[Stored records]
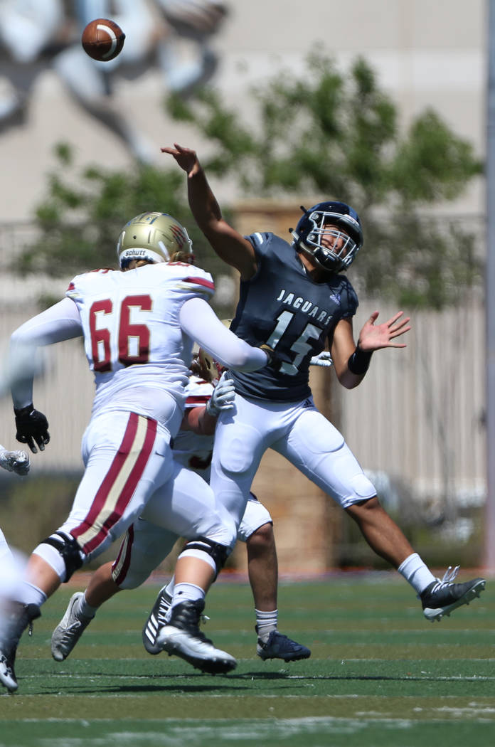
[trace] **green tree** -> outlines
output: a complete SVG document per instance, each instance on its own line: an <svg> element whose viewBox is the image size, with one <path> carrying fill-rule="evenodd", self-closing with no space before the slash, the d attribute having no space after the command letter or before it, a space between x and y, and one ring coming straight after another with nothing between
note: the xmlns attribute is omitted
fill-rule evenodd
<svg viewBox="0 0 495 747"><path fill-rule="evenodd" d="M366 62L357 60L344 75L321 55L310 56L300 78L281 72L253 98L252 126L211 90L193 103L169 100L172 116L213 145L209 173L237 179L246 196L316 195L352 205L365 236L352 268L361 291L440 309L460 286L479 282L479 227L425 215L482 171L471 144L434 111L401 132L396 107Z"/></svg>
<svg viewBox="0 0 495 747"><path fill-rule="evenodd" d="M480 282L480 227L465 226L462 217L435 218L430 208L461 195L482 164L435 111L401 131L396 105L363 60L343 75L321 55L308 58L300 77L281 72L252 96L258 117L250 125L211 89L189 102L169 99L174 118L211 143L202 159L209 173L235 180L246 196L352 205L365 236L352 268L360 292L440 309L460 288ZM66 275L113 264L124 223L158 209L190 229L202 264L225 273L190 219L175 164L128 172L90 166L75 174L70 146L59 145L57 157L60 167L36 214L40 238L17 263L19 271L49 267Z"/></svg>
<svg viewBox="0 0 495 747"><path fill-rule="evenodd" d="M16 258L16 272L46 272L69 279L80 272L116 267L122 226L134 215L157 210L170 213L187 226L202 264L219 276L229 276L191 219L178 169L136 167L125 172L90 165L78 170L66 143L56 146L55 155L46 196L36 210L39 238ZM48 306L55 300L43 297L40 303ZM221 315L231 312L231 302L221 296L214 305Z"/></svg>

* * *

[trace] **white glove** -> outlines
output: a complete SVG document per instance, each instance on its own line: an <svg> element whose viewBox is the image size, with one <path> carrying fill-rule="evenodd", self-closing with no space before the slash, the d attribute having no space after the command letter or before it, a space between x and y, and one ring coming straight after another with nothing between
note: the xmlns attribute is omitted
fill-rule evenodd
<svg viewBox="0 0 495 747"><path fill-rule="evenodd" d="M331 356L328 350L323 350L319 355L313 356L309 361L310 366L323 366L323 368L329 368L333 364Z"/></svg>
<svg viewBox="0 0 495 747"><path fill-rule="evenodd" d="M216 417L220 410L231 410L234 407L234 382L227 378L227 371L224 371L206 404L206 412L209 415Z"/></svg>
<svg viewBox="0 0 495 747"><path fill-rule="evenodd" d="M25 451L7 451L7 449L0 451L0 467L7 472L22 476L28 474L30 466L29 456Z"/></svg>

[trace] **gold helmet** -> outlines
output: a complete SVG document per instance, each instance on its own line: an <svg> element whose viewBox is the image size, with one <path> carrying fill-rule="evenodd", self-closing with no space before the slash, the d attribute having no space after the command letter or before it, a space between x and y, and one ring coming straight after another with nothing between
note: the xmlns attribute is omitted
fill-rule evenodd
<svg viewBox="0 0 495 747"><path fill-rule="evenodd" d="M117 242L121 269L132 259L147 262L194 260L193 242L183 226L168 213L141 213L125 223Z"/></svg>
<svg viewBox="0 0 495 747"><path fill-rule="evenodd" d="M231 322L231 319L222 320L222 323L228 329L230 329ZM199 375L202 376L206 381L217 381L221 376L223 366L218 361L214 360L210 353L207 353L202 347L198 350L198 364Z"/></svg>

__Instruction__: Show every line of the listing that contains the word "outlines", matching case exactly.

__Correct output__:
[trace] **green tree** -> outlines
[trace] **white glove** -> outlines
[trace] **gold helmet** -> outlines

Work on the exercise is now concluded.